**TASK DETAILS**
Rescale the records from the line containing "Segment braid visible above." through the end of the records, both ends included. Reproduce every line, requests included, with each bounding-box coordinate in the answers multiplied by 1.6 and rounded to a whole number (halves round up).

**TASK MATERIAL**

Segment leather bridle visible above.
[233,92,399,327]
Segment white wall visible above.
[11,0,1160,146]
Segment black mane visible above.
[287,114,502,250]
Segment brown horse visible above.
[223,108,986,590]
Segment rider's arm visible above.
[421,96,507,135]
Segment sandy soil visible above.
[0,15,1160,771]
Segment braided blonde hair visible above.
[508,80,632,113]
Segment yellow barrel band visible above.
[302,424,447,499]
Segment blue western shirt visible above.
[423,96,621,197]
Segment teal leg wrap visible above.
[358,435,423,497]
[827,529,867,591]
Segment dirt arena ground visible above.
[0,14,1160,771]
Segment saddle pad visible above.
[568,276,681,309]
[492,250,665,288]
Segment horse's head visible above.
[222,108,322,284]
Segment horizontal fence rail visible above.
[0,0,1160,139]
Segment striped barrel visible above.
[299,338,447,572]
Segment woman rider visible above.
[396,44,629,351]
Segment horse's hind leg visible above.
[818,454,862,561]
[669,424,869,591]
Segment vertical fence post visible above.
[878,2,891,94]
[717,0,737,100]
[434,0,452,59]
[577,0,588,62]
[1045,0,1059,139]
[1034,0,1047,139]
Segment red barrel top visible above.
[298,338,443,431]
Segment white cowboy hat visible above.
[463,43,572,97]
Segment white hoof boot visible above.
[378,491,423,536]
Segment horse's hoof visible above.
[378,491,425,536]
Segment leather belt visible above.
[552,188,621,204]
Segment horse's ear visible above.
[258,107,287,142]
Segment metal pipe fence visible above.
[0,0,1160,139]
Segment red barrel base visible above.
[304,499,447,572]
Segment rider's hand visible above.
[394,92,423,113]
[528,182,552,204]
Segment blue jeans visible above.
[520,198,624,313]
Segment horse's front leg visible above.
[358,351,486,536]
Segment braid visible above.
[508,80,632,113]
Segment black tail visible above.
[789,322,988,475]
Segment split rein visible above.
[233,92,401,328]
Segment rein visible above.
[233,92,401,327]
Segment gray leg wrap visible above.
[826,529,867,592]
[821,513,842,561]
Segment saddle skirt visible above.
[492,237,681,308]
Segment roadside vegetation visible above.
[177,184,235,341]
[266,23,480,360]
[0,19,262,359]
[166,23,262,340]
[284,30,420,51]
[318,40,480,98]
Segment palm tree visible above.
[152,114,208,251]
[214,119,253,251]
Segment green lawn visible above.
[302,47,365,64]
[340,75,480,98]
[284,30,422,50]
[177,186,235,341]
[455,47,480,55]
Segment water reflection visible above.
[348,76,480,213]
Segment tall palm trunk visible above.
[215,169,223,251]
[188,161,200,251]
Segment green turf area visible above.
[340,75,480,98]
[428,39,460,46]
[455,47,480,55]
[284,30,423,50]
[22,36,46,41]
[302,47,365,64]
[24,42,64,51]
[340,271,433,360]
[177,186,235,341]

**FULL SOLUTION**
Segment braid visible above.
[813,128,1011,181]
Segment black tail visible above.
[1262,515,1581,760]
Segment split rein visible above.
[373,147,642,525]
Segment rein visible above.
[373,147,642,523]
Segment gray leg wrap visible above.
[1322,846,1387,947]
[1314,821,1347,898]
Segment saddle skirt visible above.
[787,379,1090,493]
Segment roadside vegetation visible above.
[283,294,376,546]
[426,37,768,576]
[0,30,419,574]
[266,37,419,544]
[454,48,672,82]
[509,64,768,157]
Segment palm tree visible above.
[243,182,333,402]
[342,190,405,402]
Segment green lawn visible above.
[483,75,584,102]
[544,120,768,157]
[454,48,675,80]
[283,298,376,546]
[728,75,768,88]
Segment water reflection visible above.
[557,122,768,341]
Segment tall palm trunk visible above.
[344,270,357,402]
[301,258,320,402]
Segment green turf area visible above.
[544,120,768,157]
[685,62,736,74]
[728,75,768,88]
[454,48,677,80]
[35,58,74,66]
[483,75,584,102]
[38,67,102,82]
[544,434,693,576]
[283,298,376,546]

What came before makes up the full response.